Written tasks
**1)** According to the excerpt on sequence limits, which book is the more general statement taken from?
**2)** Print the part of the excerpt on sequence limits starting with "Now use the" and going on through "of say $z_i$’s??".

-- Selected text start --

Now use the defn of limit that for every $\epsilon > 0$ there exists $N_0 \in \mathbb N$ such that $|z_m-A| < \epsilon \ \forall m \geq N_0$

Also remember triangle inequality : $|a_1+a_2+\cdots +a_n| \leq |a_1| + |a_2| +\cdots +|a_n|$

Can you find proper $a_i$ in terms of say $z_i$’s??

This can be an easy consequence of a more general statement which is from Polya’s *Problems and Theorems in Analysis*:

Let $\{a_n\}_{n=1}^{\infty}$ be a real sequence such that $\lim_{n\to\infty}a_n=a$. And we have a family of finite sequences $\{\{b_{nm}\}_{m=1}^{m=n}\}_{n=1}^{\infty}$:

$$

b_{11}\\

b_{21},b_{22}\\

b_{31},b_{32},b_{33}\\

\cdots

$$

such that

$$

b_{mn}\geq 0

$$

for all $m,n$,

and $\sum_{m}b_{nm}=1$ for each $n=1,2,\cdots$. Let $\{c_n\}_{n=1}^{\infty}$ be such that

$$

c_n=\sum_{m=1}^na_mb_{nm}

$$

Then $\lim_{n\to\infty}c_n=a$ if and only if $\lim_{n\to\infty}b_{nm}=0$ for each $m$.

-- Selected text end --
-- Record excerpts start --

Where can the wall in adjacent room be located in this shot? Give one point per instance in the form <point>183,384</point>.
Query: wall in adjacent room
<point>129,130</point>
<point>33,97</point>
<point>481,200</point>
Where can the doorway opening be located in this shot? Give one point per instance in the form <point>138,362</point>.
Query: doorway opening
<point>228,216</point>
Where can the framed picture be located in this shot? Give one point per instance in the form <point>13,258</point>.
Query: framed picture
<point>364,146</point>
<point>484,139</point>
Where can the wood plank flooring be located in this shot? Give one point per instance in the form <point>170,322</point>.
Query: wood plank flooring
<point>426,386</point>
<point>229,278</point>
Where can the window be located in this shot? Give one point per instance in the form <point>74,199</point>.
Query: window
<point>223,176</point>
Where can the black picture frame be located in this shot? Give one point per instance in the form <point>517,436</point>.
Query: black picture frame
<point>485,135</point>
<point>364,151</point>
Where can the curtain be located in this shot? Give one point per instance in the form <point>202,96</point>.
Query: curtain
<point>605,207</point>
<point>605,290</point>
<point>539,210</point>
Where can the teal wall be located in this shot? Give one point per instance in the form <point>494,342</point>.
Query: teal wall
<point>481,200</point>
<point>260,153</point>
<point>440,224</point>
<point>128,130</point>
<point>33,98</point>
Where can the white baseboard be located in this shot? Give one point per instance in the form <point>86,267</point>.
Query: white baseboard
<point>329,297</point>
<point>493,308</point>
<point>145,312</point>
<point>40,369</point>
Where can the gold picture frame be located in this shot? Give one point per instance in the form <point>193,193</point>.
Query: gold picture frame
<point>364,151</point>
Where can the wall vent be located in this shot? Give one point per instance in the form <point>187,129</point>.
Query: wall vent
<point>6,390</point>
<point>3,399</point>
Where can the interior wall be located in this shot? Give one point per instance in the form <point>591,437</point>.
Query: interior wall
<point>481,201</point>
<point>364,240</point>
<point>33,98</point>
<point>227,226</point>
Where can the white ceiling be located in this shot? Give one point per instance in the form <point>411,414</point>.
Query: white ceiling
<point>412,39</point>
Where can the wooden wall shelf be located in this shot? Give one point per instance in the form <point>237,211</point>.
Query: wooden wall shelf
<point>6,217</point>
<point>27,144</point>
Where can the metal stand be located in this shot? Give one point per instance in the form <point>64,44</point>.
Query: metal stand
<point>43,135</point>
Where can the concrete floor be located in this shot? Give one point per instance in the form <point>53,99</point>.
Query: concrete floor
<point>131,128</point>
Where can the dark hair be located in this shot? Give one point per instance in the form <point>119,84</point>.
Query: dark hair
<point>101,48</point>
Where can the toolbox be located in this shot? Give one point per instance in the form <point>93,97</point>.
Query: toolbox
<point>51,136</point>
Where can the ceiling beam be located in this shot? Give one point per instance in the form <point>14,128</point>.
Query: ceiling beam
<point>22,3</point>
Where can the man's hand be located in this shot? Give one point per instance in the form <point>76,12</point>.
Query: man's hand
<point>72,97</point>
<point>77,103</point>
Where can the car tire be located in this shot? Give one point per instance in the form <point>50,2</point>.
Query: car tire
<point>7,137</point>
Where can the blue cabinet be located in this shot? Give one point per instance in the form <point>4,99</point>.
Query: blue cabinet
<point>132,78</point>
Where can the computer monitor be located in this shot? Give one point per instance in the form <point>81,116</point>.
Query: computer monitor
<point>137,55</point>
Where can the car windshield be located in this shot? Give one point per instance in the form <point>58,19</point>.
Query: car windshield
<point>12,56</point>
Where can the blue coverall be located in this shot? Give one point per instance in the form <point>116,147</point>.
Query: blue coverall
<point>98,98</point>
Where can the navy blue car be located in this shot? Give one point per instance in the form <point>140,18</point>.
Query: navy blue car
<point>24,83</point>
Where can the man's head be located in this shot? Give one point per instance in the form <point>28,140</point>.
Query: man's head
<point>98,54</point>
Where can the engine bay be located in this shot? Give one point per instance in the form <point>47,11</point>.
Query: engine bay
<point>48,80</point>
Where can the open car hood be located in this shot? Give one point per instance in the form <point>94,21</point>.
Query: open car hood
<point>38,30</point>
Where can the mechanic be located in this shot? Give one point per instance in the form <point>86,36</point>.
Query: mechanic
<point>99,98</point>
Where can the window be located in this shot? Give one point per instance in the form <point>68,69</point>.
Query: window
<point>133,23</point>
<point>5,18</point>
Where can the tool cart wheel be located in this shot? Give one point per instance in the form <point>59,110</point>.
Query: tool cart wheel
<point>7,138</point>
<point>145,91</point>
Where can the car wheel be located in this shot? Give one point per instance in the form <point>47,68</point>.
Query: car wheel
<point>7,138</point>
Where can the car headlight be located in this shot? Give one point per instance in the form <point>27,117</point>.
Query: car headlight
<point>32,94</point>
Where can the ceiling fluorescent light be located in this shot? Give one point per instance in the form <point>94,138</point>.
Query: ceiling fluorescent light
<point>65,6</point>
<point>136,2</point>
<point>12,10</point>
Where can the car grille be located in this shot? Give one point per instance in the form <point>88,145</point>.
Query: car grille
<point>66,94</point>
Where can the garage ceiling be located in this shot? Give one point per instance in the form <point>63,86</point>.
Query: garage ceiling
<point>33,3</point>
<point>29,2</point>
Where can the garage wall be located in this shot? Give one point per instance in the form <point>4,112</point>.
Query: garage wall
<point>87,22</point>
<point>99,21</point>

-- Record excerpts end --

Per-task answers
**1)** Polya's *Problems and Theorems in Analysis*.

**2)**
Now use the defn of limit that for every $\epsilon > 0$ there exists $N_0 \in \mathbb N$ such that $|z_m-A| < \epsilon \ \forall m \geq N_0$

Also remember triangle inequality : $|a_1+a_2+\cdots +a_n| \leq |a_1| + |a_2| +\cdots +|a_n|$

Can you find proper $a_i$ in terms of say $z_i$’s??